:: Goal ::
Can you rewrite the listing below, replacing "photo" with "image" wherever it occurs and keeping everything else unchanged? Leave the pictures out of your version.

+++ Records supplied +++

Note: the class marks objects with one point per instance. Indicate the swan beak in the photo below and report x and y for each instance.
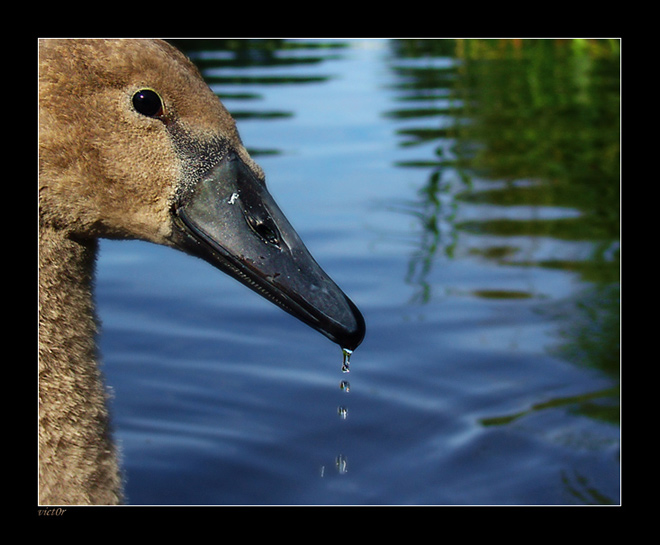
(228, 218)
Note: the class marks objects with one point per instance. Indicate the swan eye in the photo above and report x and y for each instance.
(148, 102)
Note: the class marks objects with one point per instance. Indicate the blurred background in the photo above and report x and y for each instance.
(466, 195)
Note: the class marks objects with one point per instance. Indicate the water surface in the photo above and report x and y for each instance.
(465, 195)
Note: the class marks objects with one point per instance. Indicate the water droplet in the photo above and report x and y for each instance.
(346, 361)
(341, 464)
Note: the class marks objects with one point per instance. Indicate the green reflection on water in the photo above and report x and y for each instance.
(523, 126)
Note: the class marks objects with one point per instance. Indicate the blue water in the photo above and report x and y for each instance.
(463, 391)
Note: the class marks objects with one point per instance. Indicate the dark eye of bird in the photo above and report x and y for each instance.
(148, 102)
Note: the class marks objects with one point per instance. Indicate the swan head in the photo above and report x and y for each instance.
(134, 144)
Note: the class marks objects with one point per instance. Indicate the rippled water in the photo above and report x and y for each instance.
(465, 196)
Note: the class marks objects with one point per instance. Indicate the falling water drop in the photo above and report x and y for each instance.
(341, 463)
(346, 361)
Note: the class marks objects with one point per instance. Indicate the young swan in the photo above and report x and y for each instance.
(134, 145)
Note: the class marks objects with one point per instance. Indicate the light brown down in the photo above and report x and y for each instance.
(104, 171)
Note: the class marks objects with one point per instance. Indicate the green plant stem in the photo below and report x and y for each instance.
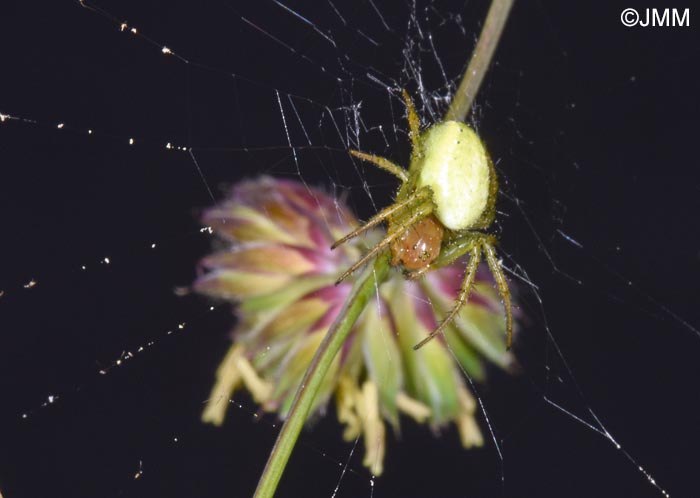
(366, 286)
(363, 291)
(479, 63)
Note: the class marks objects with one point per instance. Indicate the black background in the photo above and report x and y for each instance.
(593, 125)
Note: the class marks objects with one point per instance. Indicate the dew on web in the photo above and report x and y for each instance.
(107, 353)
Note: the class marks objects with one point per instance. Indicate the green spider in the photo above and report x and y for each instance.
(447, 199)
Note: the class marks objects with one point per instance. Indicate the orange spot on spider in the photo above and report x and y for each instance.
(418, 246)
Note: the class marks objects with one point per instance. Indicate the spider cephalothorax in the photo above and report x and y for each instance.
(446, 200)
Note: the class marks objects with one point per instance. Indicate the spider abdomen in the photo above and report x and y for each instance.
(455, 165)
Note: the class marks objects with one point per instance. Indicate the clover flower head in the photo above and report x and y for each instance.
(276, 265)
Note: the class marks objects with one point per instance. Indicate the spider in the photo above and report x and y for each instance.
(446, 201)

+++

:: Answer in full ::
Note: the class marks objects with one point per instance. Indicate the swan beak in the image below and report x and y for each instance.
(228, 218)
Note: the class marks objects with one point per instance. Indicate the swan eye in the image above and report x and y for each instance.
(148, 102)
Note: the class marks objects with one point per instance. Indicate the blurred background in the image above and report x and y for each instance.
(466, 195)
Note: the class marks objects with one point per instance. Indicate the water surface in the image above and report x and y for each instance.
(465, 195)
Note: the class marks objects with one point per instance. Indicate the water droplet in the image above and report x and y for each instance.
(346, 361)
(341, 464)
Note: the class marks objects with one point per instance. Indicate the green reflection on water in the image above and report x and y for each instance.
(523, 126)
Note: the class marks objects with one point per instance. Indicate the blue water in the image above and report x and y for each instance.
(463, 391)
Note: the class marks objects with one point per instance. Indicate the dark eye of bird in the image above and report x and y for each instance.
(148, 102)
Note: the class marks objects with one point per instance. Indicate the swan head in the image above and report x and y for each instance.
(134, 144)
Note: the class marks objects with one point per instance. Indicate the rippled water in the image above and report x and y for each instance.
(465, 196)
Note: the class marks objects with one point per instance. Indicate the falling water drop in the image above and report x and y for each instance.
(341, 463)
(346, 361)
Note: the class marks objects with one point per instance. Indicate the young swan in the image above and report x and y for each instance.
(134, 145)
Note: the class marks objects with one point per instance. Indicate the light brown down in the image above and report x and y for each instance.
(104, 171)
Note: the class marks objects with one point per instance. Indicate the green plant stem in the image below and report x and y for each instance.
(366, 286)
(363, 291)
(479, 63)
Note: the class marks objects with one point per instance. Indicate the black background in the image above and report x and y for each instance.
(593, 125)
Note: the class marks objects with one point per instance. Indicate the dew on web in the image above and report x and y for each instance.
(107, 353)
Note: the class marks objects with one point per instance. Indicate the green spider in the image above and report x and y for each instance.
(447, 199)
Note: the class marks objects with one point per instance. Indicate the orange spot on spider in the image above and report x and y for each instance.
(418, 246)
Note: the class marks objects with one point per instance. Indicate the spider cephalothorax in the image above and report x and y for each instance.
(446, 200)
Note: the class marks objects with one point per instance. Indicate the spider abdomen in the image above and report x and y for each instance.
(455, 165)
Note: the class marks objects with one point per instance. Indicate the clover flower head in the image above and report x and y for each instance.
(276, 265)
Note: the class marks objects with one point per instance. Indicate the spider in the image above and report x and y for each instance.
(446, 201)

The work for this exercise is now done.